● **Set problem**: Copy out the records in full, word for word, without pictures.

----------------

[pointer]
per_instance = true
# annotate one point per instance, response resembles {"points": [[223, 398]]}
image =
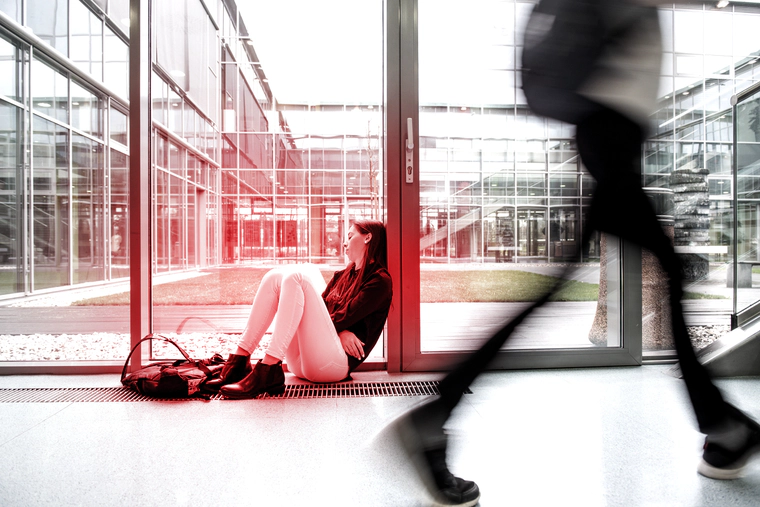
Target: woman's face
{"points": [[356, 245]]}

----------------

● **Solution for this exercise**:
[pointer]
per_instance = true
# annotate one point per instance, response resembles {"points": [[223, 398]]}
image =
Target: woman's face
{"points": [[356, 245]]}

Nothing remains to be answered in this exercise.